If I ctrl click inside the PDF, I also only get the PDF options. The only way I have found to directly save the PDF is by right clicking on the link itself, in Google for example, and using “Capture Link”

Hi Bill,

I followed up with the same workflow as you, (using tabs from bookmarked sites) but got the same result.

The difference I see btw my screenshot and yours is that my pdf has an Acrobat frame around it with command icons for sizing and searching, etc. For some reason yours does not have this frame. Could that be why we are getting different contextual menus (my contextual menu is shown in the screen shot)?

Thanks!
Ryan

sgmiller:

When you ctrl-click to capture the link, where does the pdf file appear in DTPO?

Ryan (and hauntedtapedeck) after looking more closely at the images you attached I see the difference.

Unlike the PDFs I’ve been capturing as described above from Science Magazine, some other online journals and a number of governmental sites (US and EU) that make PDF files directly available to a Web browser, the pages you downloaded, e.g. from sagepub, are not themselves PDF files, but allow one to read, print or save a file. That’s different, and there’s the rub; that’s why the contextual menu option to Capture PDF isn’t available on those pages. I assume access is through a university or library portal, rather than direct subscription to a particular online journal.

The Capture PDF CM option will also create a non-paginated PDF from most HTML pages.

The sagepub page requires a subscription to login. So does Science Magazine, and subscribers can view and download articles present and past. But the sagepub page apparently includes additional protection of its publication rights.

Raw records
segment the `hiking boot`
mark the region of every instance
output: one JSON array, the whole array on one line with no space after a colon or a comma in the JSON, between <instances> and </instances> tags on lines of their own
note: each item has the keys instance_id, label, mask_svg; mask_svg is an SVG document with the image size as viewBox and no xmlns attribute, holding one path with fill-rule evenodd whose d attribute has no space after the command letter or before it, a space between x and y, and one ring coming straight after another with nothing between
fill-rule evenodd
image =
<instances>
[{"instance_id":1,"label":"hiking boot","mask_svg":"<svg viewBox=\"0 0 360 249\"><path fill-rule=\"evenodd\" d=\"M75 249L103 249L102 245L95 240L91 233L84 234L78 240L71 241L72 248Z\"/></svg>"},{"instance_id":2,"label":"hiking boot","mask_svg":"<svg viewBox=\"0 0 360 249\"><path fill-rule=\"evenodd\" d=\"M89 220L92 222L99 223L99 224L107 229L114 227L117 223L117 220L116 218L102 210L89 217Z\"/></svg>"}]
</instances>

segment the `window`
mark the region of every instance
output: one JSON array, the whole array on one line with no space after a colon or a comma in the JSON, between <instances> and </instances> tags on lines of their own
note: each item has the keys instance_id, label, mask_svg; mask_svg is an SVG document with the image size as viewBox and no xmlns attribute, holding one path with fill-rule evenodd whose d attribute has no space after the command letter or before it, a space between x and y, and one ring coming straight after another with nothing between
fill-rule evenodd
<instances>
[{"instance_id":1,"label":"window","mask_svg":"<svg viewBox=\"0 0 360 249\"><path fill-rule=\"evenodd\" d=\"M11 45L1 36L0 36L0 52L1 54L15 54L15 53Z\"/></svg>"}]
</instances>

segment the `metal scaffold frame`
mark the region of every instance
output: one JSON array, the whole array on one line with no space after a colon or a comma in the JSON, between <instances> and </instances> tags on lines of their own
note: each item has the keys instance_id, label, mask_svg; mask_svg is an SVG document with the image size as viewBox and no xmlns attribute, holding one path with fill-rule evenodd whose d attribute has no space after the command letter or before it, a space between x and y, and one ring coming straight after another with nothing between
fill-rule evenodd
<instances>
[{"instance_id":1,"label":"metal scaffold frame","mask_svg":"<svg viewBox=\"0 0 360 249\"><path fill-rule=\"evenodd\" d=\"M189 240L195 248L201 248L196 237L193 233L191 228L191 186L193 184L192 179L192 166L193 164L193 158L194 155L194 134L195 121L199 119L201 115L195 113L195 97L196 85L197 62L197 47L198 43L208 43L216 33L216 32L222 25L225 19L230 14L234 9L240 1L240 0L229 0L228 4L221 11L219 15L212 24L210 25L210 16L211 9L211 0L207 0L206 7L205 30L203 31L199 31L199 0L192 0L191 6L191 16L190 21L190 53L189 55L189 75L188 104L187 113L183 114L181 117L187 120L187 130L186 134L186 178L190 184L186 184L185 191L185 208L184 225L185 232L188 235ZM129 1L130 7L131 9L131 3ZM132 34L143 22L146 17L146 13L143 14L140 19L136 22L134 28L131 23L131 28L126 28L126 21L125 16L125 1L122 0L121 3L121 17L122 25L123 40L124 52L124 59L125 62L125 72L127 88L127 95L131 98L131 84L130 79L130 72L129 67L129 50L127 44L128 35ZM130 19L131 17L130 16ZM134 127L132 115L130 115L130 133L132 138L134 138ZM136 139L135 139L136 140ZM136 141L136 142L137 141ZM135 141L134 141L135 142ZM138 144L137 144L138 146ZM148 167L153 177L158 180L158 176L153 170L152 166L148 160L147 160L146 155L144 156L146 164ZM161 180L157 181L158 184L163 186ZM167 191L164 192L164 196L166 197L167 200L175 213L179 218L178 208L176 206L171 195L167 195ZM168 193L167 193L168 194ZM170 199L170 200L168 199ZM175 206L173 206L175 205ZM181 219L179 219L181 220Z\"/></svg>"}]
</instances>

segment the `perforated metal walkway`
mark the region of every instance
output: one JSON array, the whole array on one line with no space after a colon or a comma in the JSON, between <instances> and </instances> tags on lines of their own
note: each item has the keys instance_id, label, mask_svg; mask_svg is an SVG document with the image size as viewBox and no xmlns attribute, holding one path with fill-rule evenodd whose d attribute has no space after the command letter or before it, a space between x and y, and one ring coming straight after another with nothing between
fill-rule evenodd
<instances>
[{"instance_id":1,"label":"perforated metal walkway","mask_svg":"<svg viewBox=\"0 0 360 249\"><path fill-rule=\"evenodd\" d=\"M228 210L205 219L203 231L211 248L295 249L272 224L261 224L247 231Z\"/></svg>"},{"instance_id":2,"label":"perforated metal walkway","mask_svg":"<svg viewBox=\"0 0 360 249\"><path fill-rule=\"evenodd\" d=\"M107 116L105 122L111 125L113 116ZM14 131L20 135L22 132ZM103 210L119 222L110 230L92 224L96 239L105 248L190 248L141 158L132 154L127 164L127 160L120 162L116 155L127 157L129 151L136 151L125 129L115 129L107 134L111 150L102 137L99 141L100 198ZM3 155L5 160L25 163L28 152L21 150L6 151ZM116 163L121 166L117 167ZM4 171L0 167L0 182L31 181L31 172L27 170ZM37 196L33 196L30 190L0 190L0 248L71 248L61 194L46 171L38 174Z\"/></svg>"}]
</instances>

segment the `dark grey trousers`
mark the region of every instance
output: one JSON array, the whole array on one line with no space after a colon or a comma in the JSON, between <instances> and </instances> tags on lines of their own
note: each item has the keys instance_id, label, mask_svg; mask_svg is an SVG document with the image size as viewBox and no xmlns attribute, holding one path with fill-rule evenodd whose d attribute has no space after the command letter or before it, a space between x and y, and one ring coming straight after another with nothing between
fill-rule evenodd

### REQUIREMENT:
Write out the forum thread on capturing PDFs above in full, without changing a word.

### ANSWER TO THE EXERCISE:
If I ctrl click inside the PDF, I also only get the PDF options. The only way I have found to directly save the PDF is by right clicking on the link itself, in Google for example, and using “Capture Link”

Hi Bill,

I followed up with the same workflow as you, (using tabs from bookmarked sites) but got the same result.

The difference I see btw my screenshot and yours is that my pdf has an Acrobat frame around it with command icons for sizing and searching, etc. For some reason yours does not have this frame. Could that be why we are getting different contextual menus (my contextual menu is shown in the screen shot)?

Thanks!
Ryan

sgmiller:

When you ctrl-click to capture the link, where does the pdf file appear in DTPO?

Ryan (and hauntedtapedeck) after looking more closely at the images you attached I see the difference.

Unlike the PDFs I’ve been capturing as described above from Science Magazine, some other online journals and a number of governmental sites (US and EU) that make PDF files directly available to a Web browser, the pages you downloaded, e.g. from sagepub, are not themselves PDF files, but allow one to read, print or save a file. That’s different, and there’s the rub; that’s why the contextual menu option to Capture PDF isn’t available on those pages. I assume access is through a university or library portal, rather than direct subscription to a particular online journal.

The Capture PDF CM option will also create a non-paginated PDF from most HTML pages.

The sagepub page requires a subscription to login. So does Science Magazine, and subscribers can view and download articles present and past. But the sagepub page apparently includes additional protection of its publication rights.